(Point-per-instance localization data)
☆ ☆ ☆

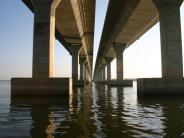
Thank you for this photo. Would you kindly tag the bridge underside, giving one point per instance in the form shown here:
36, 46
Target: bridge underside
125, 22
72, 23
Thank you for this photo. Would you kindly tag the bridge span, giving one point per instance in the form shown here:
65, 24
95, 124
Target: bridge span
126, 21
72, 23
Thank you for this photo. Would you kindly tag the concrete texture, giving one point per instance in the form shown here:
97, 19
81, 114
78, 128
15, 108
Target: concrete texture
81, 61
41, 87
124, 83
103, 74
75, 61
160, 87
125, 22
43, 43
172, 82
171, 45
119, 48
108, 61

☆ ☆ ☆

WORK INSTRUCTIONS.
Find "Target: bridge span" in the data above, then repeat that line and all lines after it exactly, ending with the final line.

REPLY TO THE EXERCISE.
Target: bridge span
126, 21
72, 23
Thank you for this photo. Would you kindly tag the concrete texture, giving one point per instance in the form shown here:
97, 19
81, 114
78, 128
15, 108
Target: concrete texture
81, 61
41, 87
124, 83
103, 74
75, 61
160, 87
125, 22
43, 43
172, 82
171, 45
119, 48
108, 61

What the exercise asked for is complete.